**SET OF TASKS:**
1) Answer these questions using the passage on study measures:
(a) Which subscale of the PedsQL Multidimensional Fatigue Scale was included in the study analyses?
(b) What do higher scores on the athletic competence subscale reflect?
(c) How many items does the Children's Depression Inventory contain?
2) From the passage on study measures, extract the part that opens with the words containing "The participation in" and closes with "for this study.".

Fatigue was self-assessed by the use of the PedsQL™ Multidimensional Fatigue Scale (acute version) [35], with lower scores indicating more fatigue (range: 0–100); the results of the subscale “general fatigue” were included in the study analyses.

Psychosocial factors

The participation in sports of the study participant before the cancer diagnosis was evaluated by the use of a questionnaire which was developed for this study.

Athletic competence was assessed with a subscale of the Self Perception Profile Questionnaire for children aged 8–11 years (CBSK) and for adolescents aged 12–18 years (CBSA) [36]. Higher scores reflect a more positive perception of the athletic competence (range between 0 to 100 points).

Depressive symptoms were assessed by the use of the Children’s Depression Inventory (CDI). This questionnaire for children aged 7–18 years contains 27 items which assesses self-reported depressive symptoms [37]. For this study, we used the total scores (range 0–54).

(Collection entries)
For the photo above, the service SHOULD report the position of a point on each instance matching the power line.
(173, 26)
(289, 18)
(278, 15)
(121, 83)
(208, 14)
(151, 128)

**RESPONSES TO THE EXERCISE:**
1)
(a) The "general fatigue" subscale.
(b) A more positive perception of the athletic competence.
(c) 27 items.

2)
The participation in sports of the study participant before the cancer diagnosis was evaluated by the use of a questionnaire which was developed for this study.